Problem to solve: Repeat exactly the lines that run from the one containing "Objective — one marker on every instance of the black pipe" to the end of the data, and leave out all others.

(Stored items from a collection)
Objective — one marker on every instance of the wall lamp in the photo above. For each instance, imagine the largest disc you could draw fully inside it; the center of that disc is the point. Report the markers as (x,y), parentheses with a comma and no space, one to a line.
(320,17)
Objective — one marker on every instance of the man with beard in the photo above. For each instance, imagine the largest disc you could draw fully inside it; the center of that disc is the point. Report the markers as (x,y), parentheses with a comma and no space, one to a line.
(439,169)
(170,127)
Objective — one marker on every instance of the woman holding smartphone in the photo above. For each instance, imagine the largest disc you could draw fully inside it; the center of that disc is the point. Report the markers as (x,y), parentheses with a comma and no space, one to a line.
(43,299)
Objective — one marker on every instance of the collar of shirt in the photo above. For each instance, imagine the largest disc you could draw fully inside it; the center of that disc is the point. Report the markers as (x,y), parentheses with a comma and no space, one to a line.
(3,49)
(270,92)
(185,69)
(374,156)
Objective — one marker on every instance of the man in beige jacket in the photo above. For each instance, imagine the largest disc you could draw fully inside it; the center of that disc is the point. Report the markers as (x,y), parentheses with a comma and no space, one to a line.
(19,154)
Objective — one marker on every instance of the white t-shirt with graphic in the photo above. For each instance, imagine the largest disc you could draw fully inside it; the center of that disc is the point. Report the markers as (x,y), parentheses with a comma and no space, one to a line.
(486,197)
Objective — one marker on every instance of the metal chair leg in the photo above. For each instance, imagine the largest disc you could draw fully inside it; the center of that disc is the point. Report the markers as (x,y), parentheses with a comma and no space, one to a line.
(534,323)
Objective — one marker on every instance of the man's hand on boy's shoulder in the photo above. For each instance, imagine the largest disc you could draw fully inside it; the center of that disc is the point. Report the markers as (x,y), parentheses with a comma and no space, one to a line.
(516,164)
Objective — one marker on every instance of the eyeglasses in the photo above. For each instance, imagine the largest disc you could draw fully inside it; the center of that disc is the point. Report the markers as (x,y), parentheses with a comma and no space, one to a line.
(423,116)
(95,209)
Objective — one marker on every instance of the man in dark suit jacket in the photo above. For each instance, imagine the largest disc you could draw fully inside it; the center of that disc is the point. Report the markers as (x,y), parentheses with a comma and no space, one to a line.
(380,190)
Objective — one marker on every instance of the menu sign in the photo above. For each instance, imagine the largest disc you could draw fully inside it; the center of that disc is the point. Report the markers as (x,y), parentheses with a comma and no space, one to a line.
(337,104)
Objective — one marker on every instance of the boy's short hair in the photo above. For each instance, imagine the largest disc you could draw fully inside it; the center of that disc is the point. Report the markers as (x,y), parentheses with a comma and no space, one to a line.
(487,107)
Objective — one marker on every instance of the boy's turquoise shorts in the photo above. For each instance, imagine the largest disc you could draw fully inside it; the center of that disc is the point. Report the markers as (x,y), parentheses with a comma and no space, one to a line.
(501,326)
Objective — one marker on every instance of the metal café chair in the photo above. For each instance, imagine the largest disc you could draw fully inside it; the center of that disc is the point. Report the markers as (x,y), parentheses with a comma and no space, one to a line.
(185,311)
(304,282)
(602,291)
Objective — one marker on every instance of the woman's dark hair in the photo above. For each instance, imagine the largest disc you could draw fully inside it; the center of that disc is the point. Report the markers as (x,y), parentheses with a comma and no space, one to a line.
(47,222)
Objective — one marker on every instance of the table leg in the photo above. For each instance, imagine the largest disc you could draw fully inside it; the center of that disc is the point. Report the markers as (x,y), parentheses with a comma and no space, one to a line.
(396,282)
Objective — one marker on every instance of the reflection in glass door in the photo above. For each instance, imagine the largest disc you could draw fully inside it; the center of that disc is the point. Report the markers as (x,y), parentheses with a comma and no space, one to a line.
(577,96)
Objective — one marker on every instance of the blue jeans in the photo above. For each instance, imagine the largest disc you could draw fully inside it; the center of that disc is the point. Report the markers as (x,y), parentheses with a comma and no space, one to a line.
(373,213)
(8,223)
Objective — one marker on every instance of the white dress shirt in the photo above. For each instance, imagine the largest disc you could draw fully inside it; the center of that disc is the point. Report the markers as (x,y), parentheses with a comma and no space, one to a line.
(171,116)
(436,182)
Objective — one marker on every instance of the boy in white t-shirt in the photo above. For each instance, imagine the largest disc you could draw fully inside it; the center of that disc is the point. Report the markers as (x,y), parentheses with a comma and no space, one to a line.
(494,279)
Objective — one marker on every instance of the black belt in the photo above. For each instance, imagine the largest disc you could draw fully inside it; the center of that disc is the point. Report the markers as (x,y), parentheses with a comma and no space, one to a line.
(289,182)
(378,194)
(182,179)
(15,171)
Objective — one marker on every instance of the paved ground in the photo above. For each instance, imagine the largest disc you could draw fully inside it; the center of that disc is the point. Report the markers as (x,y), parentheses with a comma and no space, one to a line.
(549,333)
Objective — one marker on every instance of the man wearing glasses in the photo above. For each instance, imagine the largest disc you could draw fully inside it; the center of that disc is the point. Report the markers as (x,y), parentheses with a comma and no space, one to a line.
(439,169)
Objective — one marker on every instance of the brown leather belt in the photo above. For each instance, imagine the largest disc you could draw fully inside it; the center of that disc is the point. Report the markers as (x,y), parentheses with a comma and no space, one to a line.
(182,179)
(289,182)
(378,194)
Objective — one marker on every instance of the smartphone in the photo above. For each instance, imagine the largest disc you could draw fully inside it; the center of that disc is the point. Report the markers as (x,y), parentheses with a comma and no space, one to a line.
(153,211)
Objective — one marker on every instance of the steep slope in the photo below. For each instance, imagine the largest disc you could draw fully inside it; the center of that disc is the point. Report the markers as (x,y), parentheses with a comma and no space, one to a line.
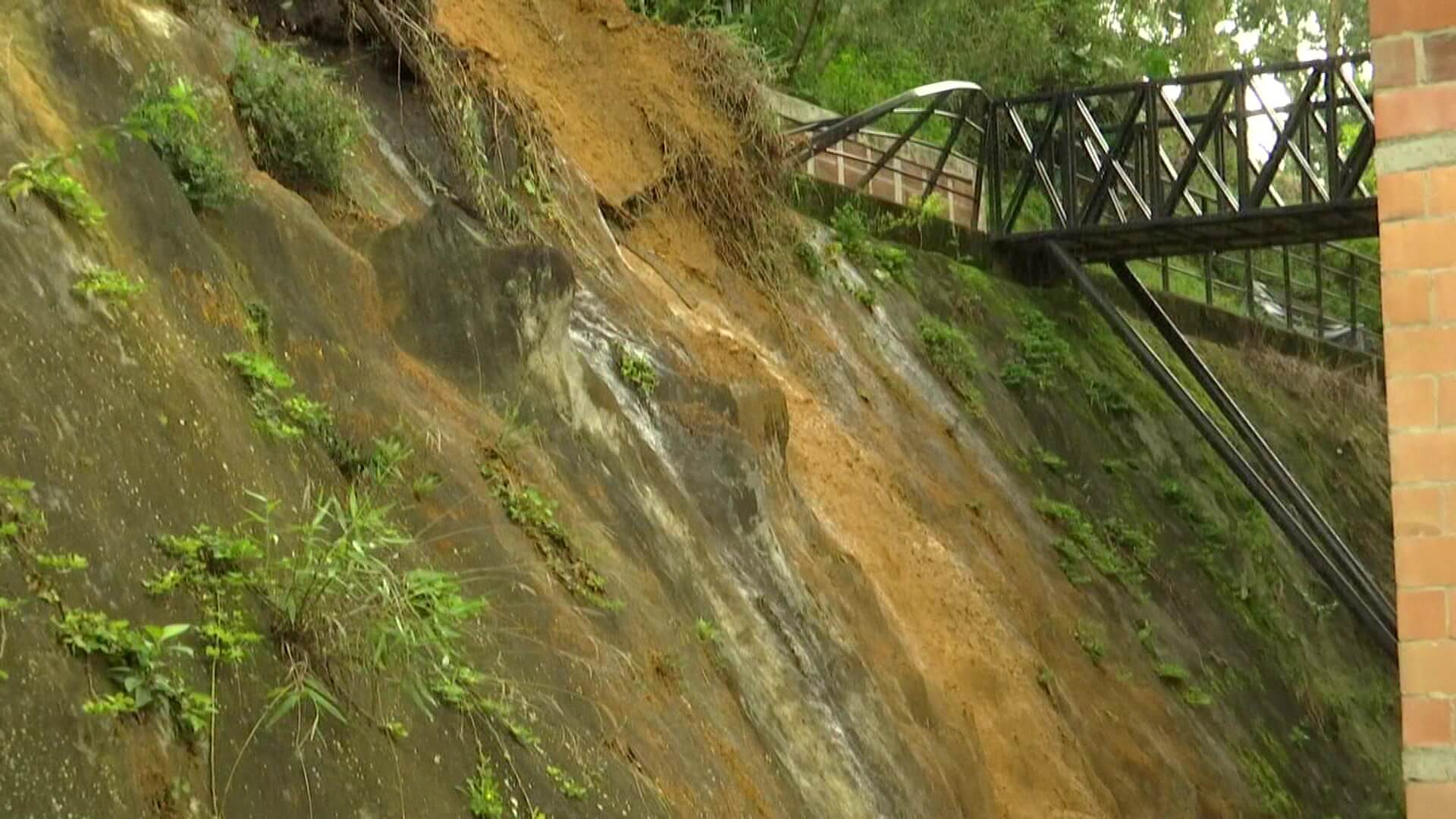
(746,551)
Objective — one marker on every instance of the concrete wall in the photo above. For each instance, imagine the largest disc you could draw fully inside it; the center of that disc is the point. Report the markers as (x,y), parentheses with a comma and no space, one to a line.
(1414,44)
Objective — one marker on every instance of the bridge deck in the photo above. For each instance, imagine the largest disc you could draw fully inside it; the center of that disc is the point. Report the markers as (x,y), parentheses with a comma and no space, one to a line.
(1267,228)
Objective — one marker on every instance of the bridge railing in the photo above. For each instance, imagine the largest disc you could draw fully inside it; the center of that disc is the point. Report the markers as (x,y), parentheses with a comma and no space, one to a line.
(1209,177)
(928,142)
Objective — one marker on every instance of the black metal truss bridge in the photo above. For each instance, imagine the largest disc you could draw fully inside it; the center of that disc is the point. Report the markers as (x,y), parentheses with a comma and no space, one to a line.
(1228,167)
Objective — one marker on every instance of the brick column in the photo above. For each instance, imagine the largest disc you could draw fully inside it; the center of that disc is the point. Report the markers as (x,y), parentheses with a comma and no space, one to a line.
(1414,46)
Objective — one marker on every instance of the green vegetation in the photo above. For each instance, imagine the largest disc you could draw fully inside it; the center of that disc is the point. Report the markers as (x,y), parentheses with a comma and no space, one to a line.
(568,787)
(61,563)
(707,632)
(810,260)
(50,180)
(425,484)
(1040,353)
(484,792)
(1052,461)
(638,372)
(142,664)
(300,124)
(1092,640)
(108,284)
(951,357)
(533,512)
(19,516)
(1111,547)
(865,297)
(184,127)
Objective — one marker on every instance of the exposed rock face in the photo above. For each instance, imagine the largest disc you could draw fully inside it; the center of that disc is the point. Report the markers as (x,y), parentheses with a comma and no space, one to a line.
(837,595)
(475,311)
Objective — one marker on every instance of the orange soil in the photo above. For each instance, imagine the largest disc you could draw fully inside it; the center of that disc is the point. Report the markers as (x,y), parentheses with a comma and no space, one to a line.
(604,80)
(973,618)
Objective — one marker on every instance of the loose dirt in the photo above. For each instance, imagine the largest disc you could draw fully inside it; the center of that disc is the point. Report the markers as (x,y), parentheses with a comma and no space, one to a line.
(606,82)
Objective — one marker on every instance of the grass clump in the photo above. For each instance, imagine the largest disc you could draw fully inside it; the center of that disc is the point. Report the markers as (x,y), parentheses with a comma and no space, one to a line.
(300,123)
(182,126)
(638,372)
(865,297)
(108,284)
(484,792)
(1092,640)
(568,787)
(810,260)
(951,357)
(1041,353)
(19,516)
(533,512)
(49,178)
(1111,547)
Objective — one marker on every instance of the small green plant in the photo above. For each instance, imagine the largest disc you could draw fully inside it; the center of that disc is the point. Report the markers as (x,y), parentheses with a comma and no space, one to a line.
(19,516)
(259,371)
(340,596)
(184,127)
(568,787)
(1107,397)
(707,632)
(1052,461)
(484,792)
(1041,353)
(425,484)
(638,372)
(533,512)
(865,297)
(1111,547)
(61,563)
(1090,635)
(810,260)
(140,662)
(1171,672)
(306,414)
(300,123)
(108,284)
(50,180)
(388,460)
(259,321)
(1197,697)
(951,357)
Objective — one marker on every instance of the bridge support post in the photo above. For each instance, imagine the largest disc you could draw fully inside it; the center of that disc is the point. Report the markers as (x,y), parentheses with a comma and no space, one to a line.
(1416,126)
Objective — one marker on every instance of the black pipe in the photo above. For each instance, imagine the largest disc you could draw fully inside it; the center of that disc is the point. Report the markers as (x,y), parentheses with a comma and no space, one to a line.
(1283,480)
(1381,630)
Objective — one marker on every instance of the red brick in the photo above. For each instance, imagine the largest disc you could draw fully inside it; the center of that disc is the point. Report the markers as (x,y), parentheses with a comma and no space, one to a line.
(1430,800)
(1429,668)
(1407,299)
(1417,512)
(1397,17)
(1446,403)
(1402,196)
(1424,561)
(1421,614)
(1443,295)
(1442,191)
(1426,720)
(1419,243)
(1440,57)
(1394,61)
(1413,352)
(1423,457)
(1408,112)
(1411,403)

Written solution:
Objective — one marker on every instance of the black pipe in the photo above. For each instance, imagine the largest disc you could draw fully inside it; the center of that disc is the point. Report the markers as (x,y), parentheses with a comma and no space, one to a line.
(1283,480)
(1381,630)
Objective — one marker on every instance of the red brick in the photo above. For each instance, imagine the largest disc you could draw fully inside it; the center of that disc is the point. Report the markers as (x,y), parentheses with a comma and no space, one to a line.
(1430,800)
(1429,668)
(1407,299)
(1417,512)
(1397,17)
(1446,403)
(1402,196)
(1424,561)
(1421,614)
(1443,295)
(1442,191)
(1426,720)
(1419,243)
(1440,57)
(1394,61)
(1413,352)
(1423,457)
(1408,112)
(1411,403)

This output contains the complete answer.